**WHAT THIS TASK INVOLVES:** Look through the entries for the line containing "Exercise. Identify the red". Then output that line and every line after it, exactly, to the end.

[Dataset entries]
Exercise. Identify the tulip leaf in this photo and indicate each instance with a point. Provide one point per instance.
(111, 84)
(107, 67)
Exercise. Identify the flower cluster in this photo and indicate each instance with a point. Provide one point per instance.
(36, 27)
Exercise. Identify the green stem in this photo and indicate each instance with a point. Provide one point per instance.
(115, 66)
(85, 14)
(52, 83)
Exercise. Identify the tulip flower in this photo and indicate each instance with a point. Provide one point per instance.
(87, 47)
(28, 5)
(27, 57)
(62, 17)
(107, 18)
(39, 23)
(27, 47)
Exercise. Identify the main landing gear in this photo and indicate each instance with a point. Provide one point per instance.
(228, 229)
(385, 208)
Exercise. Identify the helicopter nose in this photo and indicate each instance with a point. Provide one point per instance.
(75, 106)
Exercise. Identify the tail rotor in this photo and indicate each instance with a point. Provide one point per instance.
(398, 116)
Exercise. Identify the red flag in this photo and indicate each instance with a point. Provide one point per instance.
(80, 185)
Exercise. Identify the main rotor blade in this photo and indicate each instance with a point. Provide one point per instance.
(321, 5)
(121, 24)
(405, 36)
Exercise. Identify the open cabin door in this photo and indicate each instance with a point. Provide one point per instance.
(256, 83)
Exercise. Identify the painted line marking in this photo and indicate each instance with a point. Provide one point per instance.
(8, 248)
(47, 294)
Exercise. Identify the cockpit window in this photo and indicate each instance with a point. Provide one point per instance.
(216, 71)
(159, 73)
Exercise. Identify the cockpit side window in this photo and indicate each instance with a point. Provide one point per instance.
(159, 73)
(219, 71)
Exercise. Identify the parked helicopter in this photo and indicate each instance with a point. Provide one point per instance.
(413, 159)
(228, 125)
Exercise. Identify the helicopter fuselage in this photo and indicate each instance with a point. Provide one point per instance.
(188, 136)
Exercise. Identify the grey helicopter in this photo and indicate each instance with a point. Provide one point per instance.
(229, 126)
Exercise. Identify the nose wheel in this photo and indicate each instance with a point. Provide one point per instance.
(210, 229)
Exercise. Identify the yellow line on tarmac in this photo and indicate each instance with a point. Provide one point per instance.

**SOLUTION:**
Exercise. Identify the red flag in this photo and indicate each instance with a point. Provide one point per instance.
(80, 185)
Exercise. Identify the main rotor blade in this photo and indicate each instance with a point. Provide one point per instance.
(321, 5)
(121, 24)
(405, 36)
Exercise. Identify the open cabin door in this photo and indicate each instance with a point. Provide one point per instance.
(256, 83)
Exercise. Identify the painted line marking in this photo and indicate each instance with a point. Provide one point per instance.
(8, 248)
(47, 294)
Exercise. Identify the cockpit window in this photo and indicate each instance with a point. Provide one point per instance.
(216, 71)
(159, 73)
Exercise. Identify the cockpit side window in this photo and indicate each instance with a point. Provide one point per instance.
(159, 73)
(219, 71)
Exercise. Identify the parked helicopter in this photo and indicate each instance with a point. Provide one point per instance.
(413, 159)
(228, 125)
Exercise. Identify the helicopter fuselage in this photo and indicate each instance with a point. Provide one point per instance.
(188, 136)
Exercise. Identify the grey helicopter in this photo and indicate each instance with a point. Provide one point per instance.
(229, 126)
Exercise. Identify the nose wheel in this photo and indicate each instance with a point. Provide one point per instance.
(210, 229)
Exercise. Identify the yellow line on tarmac in this photo and indicate each instance with a point. Provide one point per instance.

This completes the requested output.